◆ THE EXERCISE: Copy nothing but the text: repeat each entry exactly and drop the images.

■ ■ ■ ■ ■

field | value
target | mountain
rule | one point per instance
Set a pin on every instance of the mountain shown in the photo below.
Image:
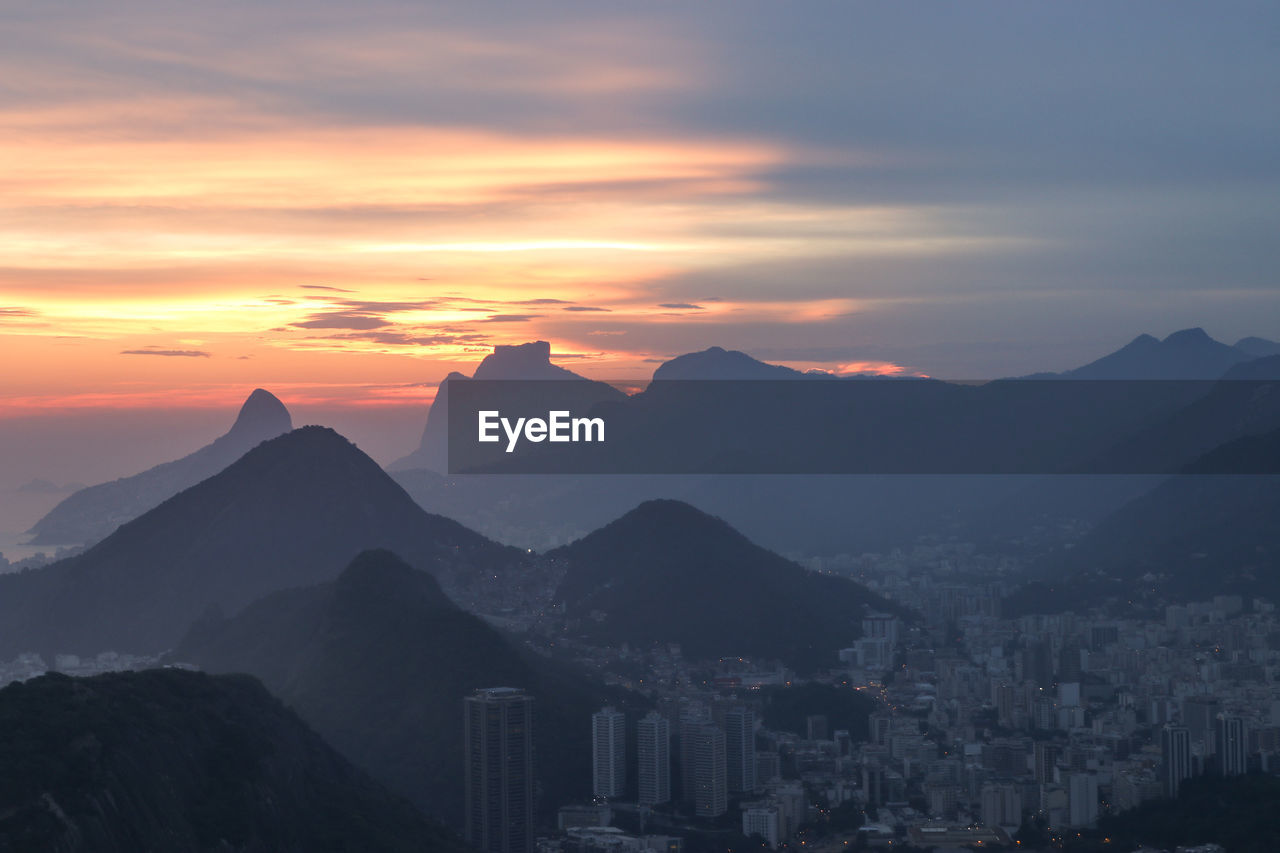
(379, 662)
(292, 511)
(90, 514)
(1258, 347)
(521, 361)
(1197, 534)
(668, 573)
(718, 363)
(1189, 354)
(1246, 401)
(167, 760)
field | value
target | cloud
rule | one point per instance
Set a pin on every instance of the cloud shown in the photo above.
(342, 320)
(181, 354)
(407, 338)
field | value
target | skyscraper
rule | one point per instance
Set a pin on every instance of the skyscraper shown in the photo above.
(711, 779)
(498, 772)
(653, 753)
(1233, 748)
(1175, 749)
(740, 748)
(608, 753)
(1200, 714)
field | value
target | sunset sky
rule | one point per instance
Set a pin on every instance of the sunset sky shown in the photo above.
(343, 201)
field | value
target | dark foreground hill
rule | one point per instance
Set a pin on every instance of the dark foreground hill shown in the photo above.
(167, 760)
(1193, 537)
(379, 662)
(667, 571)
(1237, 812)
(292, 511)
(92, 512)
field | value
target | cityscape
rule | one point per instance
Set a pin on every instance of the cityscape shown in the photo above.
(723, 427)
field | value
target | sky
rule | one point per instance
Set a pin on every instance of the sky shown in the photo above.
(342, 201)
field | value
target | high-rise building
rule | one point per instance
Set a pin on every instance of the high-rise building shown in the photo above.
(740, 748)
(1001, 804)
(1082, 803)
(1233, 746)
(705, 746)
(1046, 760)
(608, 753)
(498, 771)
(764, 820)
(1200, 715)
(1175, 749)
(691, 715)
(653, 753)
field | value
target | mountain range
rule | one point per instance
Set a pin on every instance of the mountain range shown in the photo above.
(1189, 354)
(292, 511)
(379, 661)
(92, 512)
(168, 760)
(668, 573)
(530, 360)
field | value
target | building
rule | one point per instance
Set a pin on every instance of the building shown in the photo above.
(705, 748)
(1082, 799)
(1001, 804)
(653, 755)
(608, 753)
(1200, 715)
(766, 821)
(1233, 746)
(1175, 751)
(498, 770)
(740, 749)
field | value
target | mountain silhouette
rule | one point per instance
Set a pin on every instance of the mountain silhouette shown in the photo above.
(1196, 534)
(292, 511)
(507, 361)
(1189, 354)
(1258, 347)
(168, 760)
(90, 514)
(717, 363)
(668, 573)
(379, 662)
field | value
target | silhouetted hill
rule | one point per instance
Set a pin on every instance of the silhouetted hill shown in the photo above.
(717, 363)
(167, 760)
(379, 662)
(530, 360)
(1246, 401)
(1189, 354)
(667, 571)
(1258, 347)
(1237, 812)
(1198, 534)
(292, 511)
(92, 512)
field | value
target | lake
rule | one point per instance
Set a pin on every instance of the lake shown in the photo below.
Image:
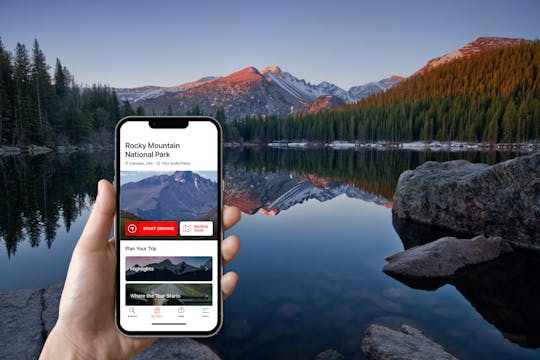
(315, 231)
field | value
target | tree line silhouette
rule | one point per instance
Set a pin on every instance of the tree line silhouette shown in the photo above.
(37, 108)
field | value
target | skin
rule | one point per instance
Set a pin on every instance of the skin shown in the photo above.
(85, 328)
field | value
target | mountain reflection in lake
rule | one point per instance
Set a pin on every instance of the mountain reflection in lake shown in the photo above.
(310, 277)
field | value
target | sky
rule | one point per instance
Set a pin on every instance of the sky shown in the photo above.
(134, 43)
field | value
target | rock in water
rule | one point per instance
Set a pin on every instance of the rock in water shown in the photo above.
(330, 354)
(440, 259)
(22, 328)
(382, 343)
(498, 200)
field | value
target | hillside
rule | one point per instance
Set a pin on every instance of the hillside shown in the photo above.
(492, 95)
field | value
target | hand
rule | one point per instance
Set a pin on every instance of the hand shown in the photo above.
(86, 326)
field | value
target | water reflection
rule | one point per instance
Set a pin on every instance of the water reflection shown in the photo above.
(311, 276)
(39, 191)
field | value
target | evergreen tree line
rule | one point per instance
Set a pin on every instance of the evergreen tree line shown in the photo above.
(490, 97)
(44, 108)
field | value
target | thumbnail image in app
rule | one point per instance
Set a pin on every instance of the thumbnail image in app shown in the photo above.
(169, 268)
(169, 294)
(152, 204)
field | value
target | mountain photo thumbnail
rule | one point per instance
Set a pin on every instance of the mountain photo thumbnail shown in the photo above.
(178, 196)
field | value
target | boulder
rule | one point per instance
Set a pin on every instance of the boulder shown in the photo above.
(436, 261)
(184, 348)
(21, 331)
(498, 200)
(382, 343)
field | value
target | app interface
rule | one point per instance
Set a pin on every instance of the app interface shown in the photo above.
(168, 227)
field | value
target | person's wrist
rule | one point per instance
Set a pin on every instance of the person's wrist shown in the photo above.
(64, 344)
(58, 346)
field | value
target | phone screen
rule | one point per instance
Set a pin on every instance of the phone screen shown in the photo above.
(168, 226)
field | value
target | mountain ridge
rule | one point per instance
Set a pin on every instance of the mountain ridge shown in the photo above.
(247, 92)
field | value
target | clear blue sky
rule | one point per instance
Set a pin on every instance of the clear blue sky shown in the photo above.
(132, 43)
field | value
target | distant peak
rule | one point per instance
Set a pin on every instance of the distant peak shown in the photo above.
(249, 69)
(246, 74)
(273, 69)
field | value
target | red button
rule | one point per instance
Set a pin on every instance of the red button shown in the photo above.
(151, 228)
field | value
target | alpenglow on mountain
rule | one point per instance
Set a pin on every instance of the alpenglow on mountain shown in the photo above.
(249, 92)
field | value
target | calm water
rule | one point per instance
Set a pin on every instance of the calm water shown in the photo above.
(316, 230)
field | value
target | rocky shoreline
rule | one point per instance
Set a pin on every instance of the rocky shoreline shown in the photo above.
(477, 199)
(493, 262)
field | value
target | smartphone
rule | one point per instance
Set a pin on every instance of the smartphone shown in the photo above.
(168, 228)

■ ■ ■ ■ ■

◆ FINISHED ANSWER:
field | value
target | mountain
rule | one point per instance
Set a pin on every instance of the mountain shown in the photo below.
Image:
(379, 662)
(292, 511)
(90, 514)
(1258, 347)
(521, 361)
(1197, 534)
(668, 573)
(718, 363)
(1189, 354)
(1246, 401)
(167, 760)
field | value
target | cloud
rule | one point per instance
Set a pin on every instance of the cloud shown in the photo above.
(342, 320)
(181, 354)
(407, 338)
field | value
target | skyscraper
rule | one point per instance
Set a pin on every instance of the skyscraper shown in the photo above.
(711, 779)
(498, 772)
(653, 753)
(1233, 748)
(1175, 749)
(740, 748)
(608, 753)
(1200, 714)
field | value
target | sunset sky
rule | one point per instance
Set a pin on every instance of the sunset sky shown in the photo above.
(343, 201)
field | value
target | dark foreground hill
rule | one point per instance
Set a pin on every instance of the dark foreground hill shown in the photo above.
(167, 760)
(1193, 537)
(379, 662)
(667, 571)
(1237, 812)
(292, 511)
(92, 512)
field | value
target | cityscape
rule | one point per instance
Set a pin on every instance of the cityscape shown in the photo above.
(723, 427)
field | value
target | sky
rule | one point per instance
Set a pin on every instance of the sky shown in the photo above.
(342, 201)
field | value
target | high-rise building
rule | one point per instance
Set a pin on every instance of the high-rise building shown in the photo above.
(740, 748)
(1001, 804)
(1082, 803)
(1233, 746)
(705, 746)
(1046, 760)
(608, 753)
(498, 771)
(764, 820)
(1200, 715)
(1175, 749)
(691, 715)
(653, 753)
field | value
target | mountain range
rule | one point per instance
Set a pin on every instance of the mountain range shown in the photo above.
(1189, 354)
(292, 511)
(379, 661)
(92, 512)
(168, 760)
(668, 573)
(530, 360)
field | value
target | building
rule | one point per instance
Set a pin on every instance of the building shown in the photo above.
(705, 748)
(1082, 799)
(1001, 804)
(653, 755)
(608, 753)
(1200, 715)
(766, 821)
(1233, 746)
(1175, 751)
(498, 770)
(740, 749)
field | value
target | mountain silhouette
rule | one point per instance
Set a pin on every instance of the mountain silhouette shown in the photo above.
(1196, 534)
(292, 511)
(507, 361)
(1189, 354)
(1258, 347)
(168, 760)
(90, 514)
(717, 363)
(668, 573)
(379, 662)
field | value
target | silhouetted hill
rule | one point per instance
Set a pin on every instance of the silhouetted hill shown in the photo above.
(717, 363)
(167, 760)
(379, 662)
(530, 360)
(1246, 401)
(1189, 354)
(667, 571)
(1258, 347)
(1237, 812)
(1198, 534)
(292, 511)
(92, 512)
field | value
target | lake
rule | one point per instance
Set a pin on every instance of the lake shown in the photo below.
Image:
(315, 231)
field | value
target | tree line silhouette
rule | one point per instance
Set a pin on every instance of the tree line silhouette shown in the photo above.
(37, 108)
field | value
target | skin
rule | one point per instance
Set a pin on every instance of the skin shown in the photo above.
(85, 328)
field | value
target | mountain reflection in lake
rule | one point per instance
Set a pin on every instance of the mountain reflection in lake shown in the photo above.
(310, 277)
field | value
target | sky
rule | one point per instance
Set a pin on every instance of the sky shown in the photo above.
(134, 43)
field | value
target | rock in water
rule | one point per instance
Set a pin on every instance of the rock in water shown in the photo above.
(330, 354)
(440, 259)
(22, 328)
(382, 343)
(498, 200)
field | value
target | hillside
rule | one point per instance
Set a pin on every instance of the hillside shown in the photo above.
(492, 95)
field | value
target | hand
rule | one point per instance
Set a pin on every instance of the hand shown in the photo above.
(86, 326)
field | value
target | water reflection
rule | one point per instance
Set a pin on every instance of the water reflection shown in the photo above.
(311, 276)
(39, 191)
field | value
target | evergreen tree line
rule | one point per instance
Set a pin on every instance of the evergreen tree line shown in the photo above.
(490, 97)
(44, 108)
field | value
target | thumbnail image in app
rule | one point per instance
Set a pin on every instance of the thumbnail image in app shown in the photo above.
(169, 268)
(169, 294)
(152, 204)
field | value
target | mountain photo thumbnail
rule | one point per instance
Set a pin on every instance of the mountain photo thumbnail shown in the photo above.
(178, 196)
field | value
target | boulder
rule | one point per instance
Set a pin on every instance of the boulder shown in the photo above.
(436, 261)
(184, 348)
(21, 331)
(498, 200)
(382, 343)
field | value
target | app interface
rule | one point per instance
Set a pin on every instance of the app interface shown in the photo above.
(168, 227)
field | value
target | person's wrist
rule | one point per instance
Set a pin on every instance of the person's wrist shown in the photo above.
(64, 344)
(58, 346)
field | value
target | phone screen
rule | one point per instance
Set a pin on every instance of the phone screen shown in the photo above.
(168, 226)
field | value
target | mountain ridge
rule | one point per instance
Set a pin on every instance of the mountain ridge shown in the photo above.
(247, 92)
field | value
target | clear blue sky
rule | one point per instance
Set a pin on every instance of the clear blue sky shown in the photo above.
(132, 43)
field | value
target | distant peak
rule | one point per instance
Set a pin on every instance of the distant peak shown in the photo above.
(249, 69)
(246, 74)
(273, 69)
field | value
target | red button
rule | one point per instance
Set a pin on every instance of the red button shown in the photo above.
(151, 228)
field | value
target | alpenglow on mountain
rule | one point per instance
Set a pin on every instance of the alpenglow on mountain shown in the photo above.
(249, 92)
field | value
target | calm water
rule | one point per instance
Set a pin on every instance of the calm water shown in the photo above.
(316, 230)
field | value
target | rocky shoreline
rule | one point per instance
Set a pin on every instance of the rocky shoreline shown in the photo above.
(477, 199)
(493, 262)
field | value
target | smartphone
rule | one point per instance
Set a pin on every instance of the smartphone shown in the photo above.
(168, 228)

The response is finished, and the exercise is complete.